TASK DIRECTIONS: Copy every one of the following items word for word, without changing a single character.

RECORDS SHOWN:
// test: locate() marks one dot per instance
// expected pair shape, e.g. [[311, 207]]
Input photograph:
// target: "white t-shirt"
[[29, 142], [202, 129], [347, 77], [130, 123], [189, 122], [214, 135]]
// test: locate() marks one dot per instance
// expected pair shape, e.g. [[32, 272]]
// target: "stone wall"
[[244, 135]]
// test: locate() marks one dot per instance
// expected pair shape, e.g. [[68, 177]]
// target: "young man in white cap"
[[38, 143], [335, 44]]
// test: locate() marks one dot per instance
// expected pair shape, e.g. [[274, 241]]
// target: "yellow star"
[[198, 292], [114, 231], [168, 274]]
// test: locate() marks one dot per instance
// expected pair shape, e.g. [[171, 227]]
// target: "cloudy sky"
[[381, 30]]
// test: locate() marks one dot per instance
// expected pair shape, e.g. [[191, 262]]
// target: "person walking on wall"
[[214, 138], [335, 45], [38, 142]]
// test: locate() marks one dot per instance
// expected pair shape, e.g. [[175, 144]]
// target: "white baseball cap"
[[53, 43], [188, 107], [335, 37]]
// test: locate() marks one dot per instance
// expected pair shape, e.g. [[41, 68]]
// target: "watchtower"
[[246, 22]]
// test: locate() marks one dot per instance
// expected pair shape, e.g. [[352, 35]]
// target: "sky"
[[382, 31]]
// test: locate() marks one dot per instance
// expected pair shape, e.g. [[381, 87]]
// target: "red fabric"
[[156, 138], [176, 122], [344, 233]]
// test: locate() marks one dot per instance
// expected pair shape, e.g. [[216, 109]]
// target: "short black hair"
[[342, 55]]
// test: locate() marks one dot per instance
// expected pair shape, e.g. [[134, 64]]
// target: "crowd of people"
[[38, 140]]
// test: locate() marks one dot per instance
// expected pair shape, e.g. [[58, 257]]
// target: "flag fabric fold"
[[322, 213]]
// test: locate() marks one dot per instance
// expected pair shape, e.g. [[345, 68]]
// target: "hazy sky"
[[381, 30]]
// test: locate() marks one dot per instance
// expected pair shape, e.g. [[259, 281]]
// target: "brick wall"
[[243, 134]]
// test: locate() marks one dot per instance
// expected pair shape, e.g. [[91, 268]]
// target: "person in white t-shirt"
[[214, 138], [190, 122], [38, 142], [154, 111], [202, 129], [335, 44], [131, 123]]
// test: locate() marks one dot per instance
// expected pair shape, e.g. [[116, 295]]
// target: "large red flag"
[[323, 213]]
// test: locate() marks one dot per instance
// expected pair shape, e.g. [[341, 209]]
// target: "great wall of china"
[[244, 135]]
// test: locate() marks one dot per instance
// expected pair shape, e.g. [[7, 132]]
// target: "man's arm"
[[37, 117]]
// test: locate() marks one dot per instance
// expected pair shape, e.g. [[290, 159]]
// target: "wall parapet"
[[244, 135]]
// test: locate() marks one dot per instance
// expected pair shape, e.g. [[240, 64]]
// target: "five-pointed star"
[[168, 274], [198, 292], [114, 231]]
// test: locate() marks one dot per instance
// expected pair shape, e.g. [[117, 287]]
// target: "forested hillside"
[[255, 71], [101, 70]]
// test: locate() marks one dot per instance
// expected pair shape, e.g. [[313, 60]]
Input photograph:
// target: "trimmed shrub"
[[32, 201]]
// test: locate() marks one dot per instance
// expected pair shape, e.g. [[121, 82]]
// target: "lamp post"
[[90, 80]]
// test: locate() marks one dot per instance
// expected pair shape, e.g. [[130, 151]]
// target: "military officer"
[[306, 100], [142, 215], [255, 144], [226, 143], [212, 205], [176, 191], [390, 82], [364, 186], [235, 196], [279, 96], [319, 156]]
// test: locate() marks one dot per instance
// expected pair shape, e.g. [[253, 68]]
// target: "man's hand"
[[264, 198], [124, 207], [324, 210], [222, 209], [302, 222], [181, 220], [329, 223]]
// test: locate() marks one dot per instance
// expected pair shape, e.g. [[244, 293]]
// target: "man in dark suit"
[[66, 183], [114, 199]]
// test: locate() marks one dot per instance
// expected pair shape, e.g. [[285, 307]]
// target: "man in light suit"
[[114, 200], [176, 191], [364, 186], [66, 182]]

RESPONSE TO THIS TASK:
// test: locate() marks one dot per instance
// expected pair shape, e.g. [[311, 207]]
Input photograph:
// target: "white t-shirt"
[[29, 142], [202, 129], [347, 77], [130, 123], [189, 122], [214, 135]]
// test: locate() marks one dot per instance
// expected pair shape, e.g. [[32, 272]]
// target: "stone wall"
[[244, 135]]
// test: locate() marks one dot per instance
// expected pair shape, e.g. [[68, 177]]
// target: "young man in white cap"
[[38, 143], [335, 44]]
// test: locate() marks one dot per instance
// expected pair shape, e.g. [[274, 241]]
// target: "yellow star"
[[198, 292], [114, 231], [168, 274]]
// test: locate() marks one dot per instance
// expected pair shape, e.g. [[171, 227]]
// target: "cloudy sky"
[[381, 30]]
// test: locate() marks one dot per instance
// expected pair shape, e.g. [[191, 262]]
// target: "person walking on wall"
[[214, 138], [335, 45], [38, 142]]
// test: locate() marks one dot per instance
// expected pair shape, e.g. [[175, 144]]
// target: "white baseball cap"
[[53, 43], [188, 107], [335, 37]]
// test: locate() marks one dot per instance
// expected pair shape, e.g. [[41, 68]]
// target: "watchtower"
[[246, 22]]
// test: locate() marks one dot per instance
// expected pair shape, e.g. [[352, 35]]
// target: "sky"
[[382, 31]]
// test: locate() marks one dot per instance
// expected pair shape, e.g. [[381, 87]]
// target: "red fabric"
[[156, 138], [176, 122], [344, 233]]
// test: locate() marks one dot per instance
// expected pair shape, e.g. [[216, 109]]
// target: "short black hair"
[[342, 55]]
// test: locate() marks one dot per instance
// expected pair shape, e.g. [[134, 64]]
// target: "crowd of people"
[[38, 140]]
// test: locate() marks one dot per instance
// expected pair shape, e.g. [[58, 257]]
// target: "flag fabric fold"
[[322, 213]]
// test: locate() marks one dot per instance
// expected pair shape, e.g. [[345, 68]]
// target: "hazy sky"
[[381, 30]]
// test: locate() marks one dot per instance
// expected pair shape, e.g. [[259, 281]]
// target: "brick wall"
[[243, 134]]
// test: locate() marks one dot per instance
// expected pair shape, e.g. [[91, 268]]
// target: "person in white t-shirt"
[[214, 138], [190, 122], [38, 142], [154, 111], [202, 129], [335, 44], [131, 123]]
// test: locate() marks one dot per instance
// expected pair shape, e.g. [[116, 295]]
// target: "large red flag"
[[323, 213]]
// test: locate() marks one dot per instance
// expected pair shape, e.g. [[341, 209]]
// target: "great wall of china"
[[244, 135]]
// test: locate() marks one dot per instance
// expected pair shape, e.g. [[7, 132]]
// target: "man's arm"
[[37, 117]]
// test: locate() marks one dot per instance
// expected pair shape, e.g. [[290, 159]]
// target: "wall parapet"
[[244, 135]]
// test: locate() marks one dot per instance
// expected pair shape, e.g. [[240, 64]]
// target: "five-pointed star"
[[168, 274], [198, 292], [114, 231]]
// test: locate() marks one dot per instance
// expected pair shape, e.g. [[117, 287]]
// target: "forested hillside"
[[255, 71], [101, 70]]
// test: locate() marks one dot per instance
// expected pair shape, e.g. [[313, 60]]
Input photograph:
// target: "trimmed shrub"
[[32, 201]]
// test: locate() marks one dot per instance
// expected pair shape, e.g. [[121, 82]]
// target: "lamp post"
[[90, 80]]
// test: locate() marks one dot per instance
// expected pair shape, e.g. [[130, 151]]
// target: "military officer"
[[306, 100], [142, 215], [255, 144], [226, 143], [212, 205], [176, 191], [390, 82], [364, 186], [235, 196], [279, 96], [319, 156]]
// test: locate() marks one dot per instance
// expected pair shape, e.g. [[253, 68]]
// target: "man's hand"
[[264, 198], [124, 207], [324, 210], [222, 209], [302, 222], [181, 220], [329, 223]]
// test: locate() marks one dot per instance
// expected pair shape, e.g. [[244, 293]]
// target: "man in dark suit"
[[66, 183], [114, 199]]
// test: locate() marks one dot per instance
// expected pair shape, e.g. [[285, 307]]
// target: "man in light suit"
[[114, 200], [176, 191], [364, 186], [66, 182]]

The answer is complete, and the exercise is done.